--- EXERCISE GOAL ---
Without the images, output each record below as it stands.

########

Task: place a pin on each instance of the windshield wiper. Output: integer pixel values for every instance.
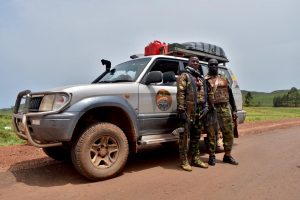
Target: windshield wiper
(115, 81)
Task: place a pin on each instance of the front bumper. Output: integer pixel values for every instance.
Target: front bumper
(45, 130)
(42, 129)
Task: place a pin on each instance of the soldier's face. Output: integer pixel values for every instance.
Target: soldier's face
(213, 69)
(194, 63)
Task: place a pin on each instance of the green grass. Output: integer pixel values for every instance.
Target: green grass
(263, 98)
(270, 113)
(7, 136)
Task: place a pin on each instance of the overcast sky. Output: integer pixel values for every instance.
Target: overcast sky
(50, 43)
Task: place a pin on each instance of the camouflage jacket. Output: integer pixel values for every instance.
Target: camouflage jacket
(187, 100)
(219, 91)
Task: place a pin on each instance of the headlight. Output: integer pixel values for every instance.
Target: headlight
(53, 102)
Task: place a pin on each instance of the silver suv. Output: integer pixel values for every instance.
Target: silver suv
(97, 125)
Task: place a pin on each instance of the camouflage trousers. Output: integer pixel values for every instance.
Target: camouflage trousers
(221, 118)
(189, 139)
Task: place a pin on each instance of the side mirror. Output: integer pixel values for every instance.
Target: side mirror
(107, 64)
(154, 77)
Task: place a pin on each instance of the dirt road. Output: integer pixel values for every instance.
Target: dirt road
(269, 169)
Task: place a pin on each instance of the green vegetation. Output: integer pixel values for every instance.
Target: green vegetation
(291, 99)
(7, 136)
(263, 99)
(270, 113)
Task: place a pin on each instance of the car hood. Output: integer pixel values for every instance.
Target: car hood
(79, 92)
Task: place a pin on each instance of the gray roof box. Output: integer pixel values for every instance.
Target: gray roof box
(203, 51)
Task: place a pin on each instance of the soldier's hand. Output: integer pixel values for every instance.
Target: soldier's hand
(182, 116)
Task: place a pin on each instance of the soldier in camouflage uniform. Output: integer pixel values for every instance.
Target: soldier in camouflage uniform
(222, 104)
(190, 102)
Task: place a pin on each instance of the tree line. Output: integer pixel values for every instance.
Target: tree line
(291, 99)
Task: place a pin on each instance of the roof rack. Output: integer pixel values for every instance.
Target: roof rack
(178, 50)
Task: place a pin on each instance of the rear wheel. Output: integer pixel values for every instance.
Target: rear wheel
(58, 153)
(100, 152)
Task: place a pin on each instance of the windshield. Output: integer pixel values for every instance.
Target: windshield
(126, 72)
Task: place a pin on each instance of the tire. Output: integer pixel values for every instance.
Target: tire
(58, 153)
(100, 152)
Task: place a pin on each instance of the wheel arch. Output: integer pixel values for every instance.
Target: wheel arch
(113, 110)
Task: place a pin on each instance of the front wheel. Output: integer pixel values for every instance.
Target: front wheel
(100, 152)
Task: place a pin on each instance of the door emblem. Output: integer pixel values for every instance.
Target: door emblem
(163, 99)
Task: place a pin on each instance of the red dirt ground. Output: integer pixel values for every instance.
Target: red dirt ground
(11, 155)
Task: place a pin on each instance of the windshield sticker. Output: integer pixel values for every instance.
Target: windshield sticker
(163, 100)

########

--- FINISHED TASK ---
Task: place a pin on each instance of the windshield wiper. Output: integer pixel values for every instance.
Target: windshield wiper
(115, 81)
Task: place a pin on each instance of the front bumper. Output: integer pixel values for every instance.
Target: front bumper
(45, 130)
(42, 129)
Task: place a pin on each instance of the soldier's face. Output: integer pixel values for every instance.
Target: soldier's face
(213, 69)
(194, 63)
Task: place a pin on each instance of the green grass. Output: integer pixel values for every instance.
Target: green grass
(263, 98)
(270, 113)
(7, 136)
Task: place a pin on each instance of the overcast sky. Output: integer pixel values for every instance.
Target: overcast sky
(50, 43)
Task: place a pin on each instance of the camouflage jacket. Output: integer pixel values for every instance.
Target: camouflage jacket
(187, 100)
(219, 91)
Task: place a pin on each instance of the headlight. Output: integer pixel values for every instance.
Target: headlight
(53, 102)
Task: place a pin on each instance of the silver suv. Output: integer pixel values for every instance.
Target: silver suv
(97, 125)
Task: place a pin on each instance of the camouflage trousers. Output: integer pixel values for every instance.
Target: camouflage trousers
(221, 118)
(189, 139)
Task: place a pin on each instance of the side mirror. Output: integer pixel values for every instance.
Target: side mirror
(107, 64)
(154, 77)
Task: place a pin on each instance of the dirt road. Output: integer pixel values for every instance.
Target: dirt road
(269, 169)
Task: place a pin on each instance of the green vegetation. Output: integer pixel values for every instance.
Target: green vegetation
(291, 99)
(7, 136)
(263, 99)
(270, 113)
Task: place a pin on each instance of the car hood. Output: integer pixel values for every instance.
Target: car hood
(79, 92)
Task: place a pin on each instance of the gray roof box. Output: integer pixel values for every instance.
Target: gray roof box
(203, 51)
Task: place a pin on each instance of the soldier's hand. Output: integer pixel values for every instance.
Target: soldier's hand
(182, 116)
Task: place a pin on each instance of the soldier in camouflage uniform. Output: integer pixel values for every instance.
Target: soldier in camouflage uniform
(222, 104)
(190, 102)
Task: place a pin on each instance of the tree line. Output: integer pixel values for every instance.
Target: tree line
(291, 99)
Task: place a pin on each instance of the roof rack. Output: integer pixel values for every instance.
Target: roof rack
(178, 50)
Task: place a pin on each instance of the rear wheel. Output: integer pixel values for every instance.
Target: rear wheel
(58, 153)
(100, 152)
Task: place a pin on each instance of the windshield. Output: integer pixel values for every instance.
Target: windshield
(126, 72)
Task: place a pin on each instance of the tire. Output: integer pixel values for every instance.
Target: tire
(58, 153)
(100, 152)
Task: place a pin on each instance of the wheel arch. Output: integer pixel values for every instance.
Target: wheel arch
(113, 110)
Task: place a pin on each instance of the front wheel. Output: integer pixel values for every instance.
Target: front wheel
(100, 152)
Task: place a pin on each instance of the door emblem. Output: integer pixel values for every instance.
Target: door emblem
(163, 99)
Task: place a pin on each instance of the red dirt ground. Output: integer pixel values for every instance.
Target: red dirt ground
(11, 155)
Task: place a pin on each instance of the windshield sticker. Output: integer pixel values for every instance.
Target: windshield sticker
(163, 100)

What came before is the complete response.